* **Problem to solve**: All lines from the one with "of the grass" through the end of the records below are to be given again exactly, and nothing else.
== Segment start ==
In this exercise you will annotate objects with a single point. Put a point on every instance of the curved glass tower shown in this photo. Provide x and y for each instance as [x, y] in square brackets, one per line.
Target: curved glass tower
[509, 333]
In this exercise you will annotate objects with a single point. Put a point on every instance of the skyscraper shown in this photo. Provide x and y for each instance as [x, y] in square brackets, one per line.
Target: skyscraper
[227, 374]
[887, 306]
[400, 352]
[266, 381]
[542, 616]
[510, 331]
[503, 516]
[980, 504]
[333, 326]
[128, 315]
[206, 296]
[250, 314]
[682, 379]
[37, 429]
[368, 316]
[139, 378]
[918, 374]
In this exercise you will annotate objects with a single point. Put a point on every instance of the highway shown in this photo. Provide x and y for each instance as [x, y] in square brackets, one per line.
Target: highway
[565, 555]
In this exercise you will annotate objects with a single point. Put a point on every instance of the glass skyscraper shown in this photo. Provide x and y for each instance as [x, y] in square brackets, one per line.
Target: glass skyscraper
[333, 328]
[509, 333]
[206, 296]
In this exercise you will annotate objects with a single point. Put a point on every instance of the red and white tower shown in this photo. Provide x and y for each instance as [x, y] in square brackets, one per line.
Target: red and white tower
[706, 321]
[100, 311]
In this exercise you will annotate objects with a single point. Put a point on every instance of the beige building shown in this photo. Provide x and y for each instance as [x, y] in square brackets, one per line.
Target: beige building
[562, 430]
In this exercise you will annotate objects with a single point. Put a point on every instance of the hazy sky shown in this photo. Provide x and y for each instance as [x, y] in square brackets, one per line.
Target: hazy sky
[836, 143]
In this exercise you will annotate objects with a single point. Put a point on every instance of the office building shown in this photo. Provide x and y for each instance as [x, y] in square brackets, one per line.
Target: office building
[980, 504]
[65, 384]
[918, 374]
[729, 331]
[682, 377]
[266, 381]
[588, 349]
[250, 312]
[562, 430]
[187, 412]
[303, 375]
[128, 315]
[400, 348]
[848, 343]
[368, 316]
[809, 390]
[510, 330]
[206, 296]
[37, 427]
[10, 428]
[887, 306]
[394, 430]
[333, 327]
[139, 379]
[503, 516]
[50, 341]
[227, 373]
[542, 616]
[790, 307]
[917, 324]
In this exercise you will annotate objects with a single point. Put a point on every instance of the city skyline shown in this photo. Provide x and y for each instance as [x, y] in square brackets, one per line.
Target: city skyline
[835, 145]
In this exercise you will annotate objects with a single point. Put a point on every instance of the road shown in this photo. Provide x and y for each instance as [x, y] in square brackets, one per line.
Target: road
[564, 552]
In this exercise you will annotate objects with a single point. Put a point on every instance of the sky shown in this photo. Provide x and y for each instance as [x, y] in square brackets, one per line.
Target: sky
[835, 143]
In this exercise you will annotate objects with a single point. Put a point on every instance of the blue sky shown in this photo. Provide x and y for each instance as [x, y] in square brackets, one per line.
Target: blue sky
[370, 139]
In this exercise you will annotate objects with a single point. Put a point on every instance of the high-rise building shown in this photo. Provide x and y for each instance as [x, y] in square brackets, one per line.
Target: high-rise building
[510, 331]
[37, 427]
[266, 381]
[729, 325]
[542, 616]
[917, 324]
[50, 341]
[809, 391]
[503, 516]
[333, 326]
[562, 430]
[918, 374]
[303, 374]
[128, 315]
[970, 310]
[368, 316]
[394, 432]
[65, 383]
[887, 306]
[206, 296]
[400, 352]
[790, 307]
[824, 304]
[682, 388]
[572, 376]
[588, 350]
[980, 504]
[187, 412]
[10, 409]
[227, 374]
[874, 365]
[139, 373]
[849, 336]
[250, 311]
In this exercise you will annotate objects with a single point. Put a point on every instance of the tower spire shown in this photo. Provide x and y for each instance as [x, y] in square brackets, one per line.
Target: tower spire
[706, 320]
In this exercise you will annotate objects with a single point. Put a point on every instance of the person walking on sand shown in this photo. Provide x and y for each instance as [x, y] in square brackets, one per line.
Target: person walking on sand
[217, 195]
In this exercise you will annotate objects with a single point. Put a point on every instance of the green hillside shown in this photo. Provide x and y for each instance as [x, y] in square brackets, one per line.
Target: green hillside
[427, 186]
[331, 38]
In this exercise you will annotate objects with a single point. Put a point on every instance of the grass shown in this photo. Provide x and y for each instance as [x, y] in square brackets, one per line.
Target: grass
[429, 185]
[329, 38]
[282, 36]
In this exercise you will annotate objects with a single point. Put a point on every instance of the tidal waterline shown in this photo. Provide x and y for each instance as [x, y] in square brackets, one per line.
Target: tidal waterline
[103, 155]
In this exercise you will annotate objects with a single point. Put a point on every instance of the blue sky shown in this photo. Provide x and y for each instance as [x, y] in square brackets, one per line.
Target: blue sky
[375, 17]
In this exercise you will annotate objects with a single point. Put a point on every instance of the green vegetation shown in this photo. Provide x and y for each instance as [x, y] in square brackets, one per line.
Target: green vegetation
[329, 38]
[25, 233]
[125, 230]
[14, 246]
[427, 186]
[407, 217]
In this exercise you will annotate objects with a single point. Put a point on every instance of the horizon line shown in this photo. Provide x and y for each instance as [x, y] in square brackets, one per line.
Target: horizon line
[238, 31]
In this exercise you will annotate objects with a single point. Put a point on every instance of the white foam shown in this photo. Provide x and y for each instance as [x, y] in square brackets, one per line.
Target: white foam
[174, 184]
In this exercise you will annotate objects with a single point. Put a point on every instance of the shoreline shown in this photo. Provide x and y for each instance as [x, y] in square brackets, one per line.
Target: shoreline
== Segment end ==
* **Output of the task**:
In this exercise you will annotate objects with a single point. Put a point on every instance of the grass shown in this photo. Provide x and y for each instance as [x, y] in square brackets, one per line.
Target: grass
[429, 185]
[329, 38]
[282, 36]
In this exercise you will annotate objects with a single point. Put a point on every instance of the tidal waterline shown in this photo. Provide x and y for each instance as [x, y] in square brackets, one per line.
Target: tidal waterline
[103, 155]
In this exercise you will annotate objects with a single point. Put a point on every instance of the blue sky shown in this photo. Provide x and y for each instance as [x, y] in square brackets, one per line.
Target: blue sky
[375, 17]
In this exercise you will annotate objects with a single point. Put a point on every instance of the green vegetation shown in this photo. Provide x and y for each instance as [x, y] in square brackets, one per line.
Target: green vegetation
[329, 38]
[25, 233]
[125, 230]
[14, 246]
[427, 186]
[407, 217]
In this exercise you will annotate objects with a single point. Put a point on every instance of the horizon line shown in this photo. Provide x and y for each instance as [x, y] in square brackets, one per line.
Target: horizon line
[238, 31]
In this exercise you will annotate objects with a single point. Put a point on every instance of the white foam shown in this photo. Provide x and y for each instance as [x, y] in square brackets, one per line.
Target: white foam
[174, 184]
In this exercise you will annotate objects with a single point. Put a point on every instance of the shoreline shown in this photo. Provide x and y for each instance as [x, y] in square brackets, one per line.
Target: shoreline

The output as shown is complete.